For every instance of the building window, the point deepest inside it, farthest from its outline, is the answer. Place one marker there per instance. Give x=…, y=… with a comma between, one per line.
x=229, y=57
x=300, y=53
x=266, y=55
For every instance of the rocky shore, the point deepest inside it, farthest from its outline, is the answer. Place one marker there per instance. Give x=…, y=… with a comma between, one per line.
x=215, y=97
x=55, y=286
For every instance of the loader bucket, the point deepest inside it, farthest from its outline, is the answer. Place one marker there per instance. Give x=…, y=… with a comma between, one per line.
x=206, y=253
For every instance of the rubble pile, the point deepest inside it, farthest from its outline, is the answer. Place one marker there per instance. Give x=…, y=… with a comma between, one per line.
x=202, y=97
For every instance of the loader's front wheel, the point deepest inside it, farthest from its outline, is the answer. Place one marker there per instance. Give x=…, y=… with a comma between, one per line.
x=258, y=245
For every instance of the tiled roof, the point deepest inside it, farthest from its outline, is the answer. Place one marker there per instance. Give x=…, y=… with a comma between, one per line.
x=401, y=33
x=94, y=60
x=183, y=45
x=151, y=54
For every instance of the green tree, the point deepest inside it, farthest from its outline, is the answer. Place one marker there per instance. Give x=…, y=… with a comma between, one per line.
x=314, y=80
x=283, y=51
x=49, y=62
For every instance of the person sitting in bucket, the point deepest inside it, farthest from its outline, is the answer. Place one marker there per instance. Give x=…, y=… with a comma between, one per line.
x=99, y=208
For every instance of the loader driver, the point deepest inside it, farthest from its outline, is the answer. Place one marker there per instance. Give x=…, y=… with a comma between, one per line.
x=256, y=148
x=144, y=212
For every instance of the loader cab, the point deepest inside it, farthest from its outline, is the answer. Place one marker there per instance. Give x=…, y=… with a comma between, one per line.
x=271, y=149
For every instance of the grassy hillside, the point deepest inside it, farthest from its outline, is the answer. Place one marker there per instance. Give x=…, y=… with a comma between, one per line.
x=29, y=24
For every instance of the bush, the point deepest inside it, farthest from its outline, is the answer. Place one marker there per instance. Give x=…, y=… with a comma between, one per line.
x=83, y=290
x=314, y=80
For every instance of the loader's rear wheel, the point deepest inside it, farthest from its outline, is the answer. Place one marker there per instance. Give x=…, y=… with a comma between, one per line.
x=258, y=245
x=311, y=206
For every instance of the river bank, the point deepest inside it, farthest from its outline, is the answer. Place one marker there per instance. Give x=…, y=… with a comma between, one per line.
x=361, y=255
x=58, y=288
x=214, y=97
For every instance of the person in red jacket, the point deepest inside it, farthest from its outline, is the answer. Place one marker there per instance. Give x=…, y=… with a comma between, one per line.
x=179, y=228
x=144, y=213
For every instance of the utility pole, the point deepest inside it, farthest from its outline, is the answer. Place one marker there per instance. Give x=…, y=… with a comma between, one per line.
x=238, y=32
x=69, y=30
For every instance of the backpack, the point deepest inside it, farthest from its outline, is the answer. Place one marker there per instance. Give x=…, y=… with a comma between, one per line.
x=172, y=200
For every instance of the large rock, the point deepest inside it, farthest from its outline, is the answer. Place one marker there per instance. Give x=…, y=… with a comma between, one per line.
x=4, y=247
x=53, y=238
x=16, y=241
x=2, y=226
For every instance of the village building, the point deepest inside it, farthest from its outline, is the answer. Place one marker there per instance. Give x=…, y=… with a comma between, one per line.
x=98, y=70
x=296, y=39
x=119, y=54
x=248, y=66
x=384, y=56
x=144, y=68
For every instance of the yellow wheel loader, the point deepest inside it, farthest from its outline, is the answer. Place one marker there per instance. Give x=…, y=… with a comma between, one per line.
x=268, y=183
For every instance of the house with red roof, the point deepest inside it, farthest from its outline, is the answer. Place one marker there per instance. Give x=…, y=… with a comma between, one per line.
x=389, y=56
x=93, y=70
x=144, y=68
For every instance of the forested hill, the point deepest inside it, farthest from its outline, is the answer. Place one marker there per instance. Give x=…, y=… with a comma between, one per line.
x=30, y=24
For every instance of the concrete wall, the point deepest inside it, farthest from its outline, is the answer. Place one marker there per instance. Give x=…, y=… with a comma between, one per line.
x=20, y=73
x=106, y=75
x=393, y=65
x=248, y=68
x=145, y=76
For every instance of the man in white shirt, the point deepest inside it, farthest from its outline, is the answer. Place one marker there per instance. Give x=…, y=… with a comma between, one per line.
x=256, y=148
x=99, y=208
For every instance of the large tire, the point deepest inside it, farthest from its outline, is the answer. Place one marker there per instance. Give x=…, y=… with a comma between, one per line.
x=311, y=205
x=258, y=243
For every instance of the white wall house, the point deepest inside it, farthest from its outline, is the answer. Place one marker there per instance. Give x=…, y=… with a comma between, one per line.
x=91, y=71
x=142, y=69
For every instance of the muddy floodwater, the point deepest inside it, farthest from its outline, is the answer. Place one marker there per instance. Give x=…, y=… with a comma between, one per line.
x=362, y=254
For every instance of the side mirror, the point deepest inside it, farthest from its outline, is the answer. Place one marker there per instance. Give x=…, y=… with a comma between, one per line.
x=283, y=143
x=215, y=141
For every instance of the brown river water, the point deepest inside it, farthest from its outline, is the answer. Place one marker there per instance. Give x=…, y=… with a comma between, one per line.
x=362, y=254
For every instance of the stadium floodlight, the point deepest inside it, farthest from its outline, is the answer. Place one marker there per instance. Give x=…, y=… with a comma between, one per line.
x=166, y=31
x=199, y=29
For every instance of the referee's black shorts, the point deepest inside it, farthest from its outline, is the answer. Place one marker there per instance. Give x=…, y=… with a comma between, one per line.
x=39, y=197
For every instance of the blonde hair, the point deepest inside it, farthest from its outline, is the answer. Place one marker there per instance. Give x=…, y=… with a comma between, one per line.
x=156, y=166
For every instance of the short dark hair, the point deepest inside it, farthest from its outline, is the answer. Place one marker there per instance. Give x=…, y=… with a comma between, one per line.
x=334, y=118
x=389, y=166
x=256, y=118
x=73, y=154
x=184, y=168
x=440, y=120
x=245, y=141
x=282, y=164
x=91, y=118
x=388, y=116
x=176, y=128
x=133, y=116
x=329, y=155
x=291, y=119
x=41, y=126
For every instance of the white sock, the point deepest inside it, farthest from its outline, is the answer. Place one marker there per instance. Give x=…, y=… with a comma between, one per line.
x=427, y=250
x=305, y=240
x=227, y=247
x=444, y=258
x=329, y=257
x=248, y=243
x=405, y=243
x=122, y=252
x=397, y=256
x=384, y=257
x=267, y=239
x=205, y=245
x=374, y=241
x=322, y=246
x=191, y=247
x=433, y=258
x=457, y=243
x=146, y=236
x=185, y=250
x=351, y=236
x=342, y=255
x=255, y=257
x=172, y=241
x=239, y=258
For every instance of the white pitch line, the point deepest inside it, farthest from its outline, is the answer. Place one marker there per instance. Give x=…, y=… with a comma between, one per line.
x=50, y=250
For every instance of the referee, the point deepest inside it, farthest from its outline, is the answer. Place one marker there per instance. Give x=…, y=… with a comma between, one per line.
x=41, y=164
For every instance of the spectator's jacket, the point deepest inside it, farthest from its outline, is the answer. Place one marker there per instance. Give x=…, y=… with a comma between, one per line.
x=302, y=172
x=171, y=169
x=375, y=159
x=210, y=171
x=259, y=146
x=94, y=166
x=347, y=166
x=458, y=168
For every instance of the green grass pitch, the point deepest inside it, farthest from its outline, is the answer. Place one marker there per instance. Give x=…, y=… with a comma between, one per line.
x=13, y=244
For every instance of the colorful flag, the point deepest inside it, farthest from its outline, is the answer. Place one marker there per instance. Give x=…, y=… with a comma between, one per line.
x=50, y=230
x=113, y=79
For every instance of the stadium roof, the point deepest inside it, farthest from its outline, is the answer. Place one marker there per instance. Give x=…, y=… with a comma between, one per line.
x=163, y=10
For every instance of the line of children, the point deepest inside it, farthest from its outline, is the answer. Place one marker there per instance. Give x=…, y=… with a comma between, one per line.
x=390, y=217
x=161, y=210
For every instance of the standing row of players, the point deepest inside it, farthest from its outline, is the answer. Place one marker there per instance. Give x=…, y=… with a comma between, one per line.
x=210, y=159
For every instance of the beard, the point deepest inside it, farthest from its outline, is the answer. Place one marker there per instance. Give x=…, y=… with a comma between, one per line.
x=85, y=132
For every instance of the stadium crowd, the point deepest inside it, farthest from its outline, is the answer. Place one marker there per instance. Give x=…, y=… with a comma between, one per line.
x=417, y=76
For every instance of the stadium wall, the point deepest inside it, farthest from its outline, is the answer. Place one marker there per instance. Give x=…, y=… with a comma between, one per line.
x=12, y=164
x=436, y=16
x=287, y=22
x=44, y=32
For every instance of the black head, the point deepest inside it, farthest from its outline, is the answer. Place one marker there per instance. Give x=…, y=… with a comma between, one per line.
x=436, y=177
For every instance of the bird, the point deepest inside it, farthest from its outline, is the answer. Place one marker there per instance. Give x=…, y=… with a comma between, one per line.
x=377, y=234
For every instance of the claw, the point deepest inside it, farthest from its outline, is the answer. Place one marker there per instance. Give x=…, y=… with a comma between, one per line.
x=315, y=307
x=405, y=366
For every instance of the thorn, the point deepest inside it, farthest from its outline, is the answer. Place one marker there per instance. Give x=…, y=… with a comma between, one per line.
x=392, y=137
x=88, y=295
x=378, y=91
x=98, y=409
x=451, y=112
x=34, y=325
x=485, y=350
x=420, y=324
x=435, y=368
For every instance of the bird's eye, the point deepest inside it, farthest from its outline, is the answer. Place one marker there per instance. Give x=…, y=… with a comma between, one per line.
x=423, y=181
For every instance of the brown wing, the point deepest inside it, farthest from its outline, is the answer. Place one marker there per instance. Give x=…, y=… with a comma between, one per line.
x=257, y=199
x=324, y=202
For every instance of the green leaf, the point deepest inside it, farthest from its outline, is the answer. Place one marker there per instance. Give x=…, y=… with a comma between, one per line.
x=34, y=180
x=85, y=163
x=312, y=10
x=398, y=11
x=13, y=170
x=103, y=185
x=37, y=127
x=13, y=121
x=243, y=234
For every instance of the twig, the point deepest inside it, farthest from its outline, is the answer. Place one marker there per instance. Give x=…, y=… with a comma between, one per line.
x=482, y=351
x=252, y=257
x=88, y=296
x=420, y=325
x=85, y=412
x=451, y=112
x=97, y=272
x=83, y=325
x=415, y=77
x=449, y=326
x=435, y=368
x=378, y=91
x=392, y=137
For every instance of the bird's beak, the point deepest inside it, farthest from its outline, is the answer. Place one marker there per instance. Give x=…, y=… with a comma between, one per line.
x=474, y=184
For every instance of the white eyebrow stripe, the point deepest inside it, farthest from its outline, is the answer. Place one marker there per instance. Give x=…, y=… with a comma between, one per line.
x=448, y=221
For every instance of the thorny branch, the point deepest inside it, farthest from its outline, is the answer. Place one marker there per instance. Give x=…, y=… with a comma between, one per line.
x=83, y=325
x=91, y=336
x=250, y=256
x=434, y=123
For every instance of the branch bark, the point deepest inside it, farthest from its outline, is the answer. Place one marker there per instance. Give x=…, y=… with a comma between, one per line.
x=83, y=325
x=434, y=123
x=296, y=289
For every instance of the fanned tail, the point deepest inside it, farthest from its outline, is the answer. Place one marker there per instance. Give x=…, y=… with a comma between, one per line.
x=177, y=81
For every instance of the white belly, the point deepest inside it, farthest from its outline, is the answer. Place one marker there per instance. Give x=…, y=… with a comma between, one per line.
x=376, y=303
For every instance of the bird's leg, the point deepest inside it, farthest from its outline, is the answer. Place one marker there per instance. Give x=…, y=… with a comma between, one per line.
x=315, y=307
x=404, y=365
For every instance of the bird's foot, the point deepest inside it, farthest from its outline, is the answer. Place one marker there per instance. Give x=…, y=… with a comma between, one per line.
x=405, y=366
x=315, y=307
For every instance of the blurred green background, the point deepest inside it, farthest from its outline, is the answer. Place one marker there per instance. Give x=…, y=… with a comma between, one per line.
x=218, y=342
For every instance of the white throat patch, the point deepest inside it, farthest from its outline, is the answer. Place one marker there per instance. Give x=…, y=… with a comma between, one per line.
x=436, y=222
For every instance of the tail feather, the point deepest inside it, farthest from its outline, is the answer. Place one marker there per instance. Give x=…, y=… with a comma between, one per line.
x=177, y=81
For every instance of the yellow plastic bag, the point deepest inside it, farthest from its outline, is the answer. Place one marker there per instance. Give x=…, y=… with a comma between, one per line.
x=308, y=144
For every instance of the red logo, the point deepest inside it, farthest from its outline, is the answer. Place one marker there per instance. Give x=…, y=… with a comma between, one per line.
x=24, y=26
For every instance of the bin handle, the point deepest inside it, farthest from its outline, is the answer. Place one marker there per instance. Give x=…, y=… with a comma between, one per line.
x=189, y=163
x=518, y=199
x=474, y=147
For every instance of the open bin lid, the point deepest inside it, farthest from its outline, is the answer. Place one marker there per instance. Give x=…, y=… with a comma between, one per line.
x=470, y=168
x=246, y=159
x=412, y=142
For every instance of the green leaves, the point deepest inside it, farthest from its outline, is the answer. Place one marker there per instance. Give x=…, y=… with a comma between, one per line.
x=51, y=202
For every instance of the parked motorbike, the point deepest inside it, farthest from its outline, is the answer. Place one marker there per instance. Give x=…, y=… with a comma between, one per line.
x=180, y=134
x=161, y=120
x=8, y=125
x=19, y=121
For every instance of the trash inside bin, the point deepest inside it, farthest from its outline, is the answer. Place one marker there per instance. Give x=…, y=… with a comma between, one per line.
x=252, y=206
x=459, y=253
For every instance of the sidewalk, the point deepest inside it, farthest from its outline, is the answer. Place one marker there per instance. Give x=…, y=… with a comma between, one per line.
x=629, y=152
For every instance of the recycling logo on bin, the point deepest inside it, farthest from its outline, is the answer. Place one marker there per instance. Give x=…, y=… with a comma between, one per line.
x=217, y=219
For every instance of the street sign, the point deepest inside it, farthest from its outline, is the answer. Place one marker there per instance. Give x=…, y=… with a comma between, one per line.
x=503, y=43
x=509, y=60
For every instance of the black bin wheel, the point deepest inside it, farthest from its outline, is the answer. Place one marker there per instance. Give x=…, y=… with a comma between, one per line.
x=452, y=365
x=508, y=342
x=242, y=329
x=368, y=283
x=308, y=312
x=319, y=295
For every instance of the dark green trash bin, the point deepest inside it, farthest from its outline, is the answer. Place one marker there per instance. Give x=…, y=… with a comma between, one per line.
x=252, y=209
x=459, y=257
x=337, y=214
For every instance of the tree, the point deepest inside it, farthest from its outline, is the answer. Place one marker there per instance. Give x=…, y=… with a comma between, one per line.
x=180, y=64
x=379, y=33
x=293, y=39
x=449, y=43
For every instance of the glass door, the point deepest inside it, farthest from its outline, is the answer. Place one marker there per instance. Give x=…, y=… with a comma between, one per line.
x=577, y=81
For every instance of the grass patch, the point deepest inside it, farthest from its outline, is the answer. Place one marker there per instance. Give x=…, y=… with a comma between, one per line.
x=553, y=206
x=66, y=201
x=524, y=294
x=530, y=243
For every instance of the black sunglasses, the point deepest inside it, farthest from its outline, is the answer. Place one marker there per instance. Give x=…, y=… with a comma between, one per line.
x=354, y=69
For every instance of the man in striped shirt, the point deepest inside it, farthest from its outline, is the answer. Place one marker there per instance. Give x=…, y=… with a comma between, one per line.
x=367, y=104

Objective ▸ From the first line of the records through the line that contains "x=55, y=286", replace "rocky shore" with "stony beach" and leave everything else unchanged.

Solution below ▸
For every instance of the building window, the point deepest inside it, farthest from its outline, is the answer. Place one marker there per instance. Give x=…, y=… with a comma between, one per line.
x=229, y=57
x=300, y=53
x=266, y=55
For every instance of the stony beach, the point deepest inside it, farthest from its outline, is the answer. Place one marker there per instance. Give x=…, y=… with a comma between, one per line.
x=215, y=97
x=55, y=286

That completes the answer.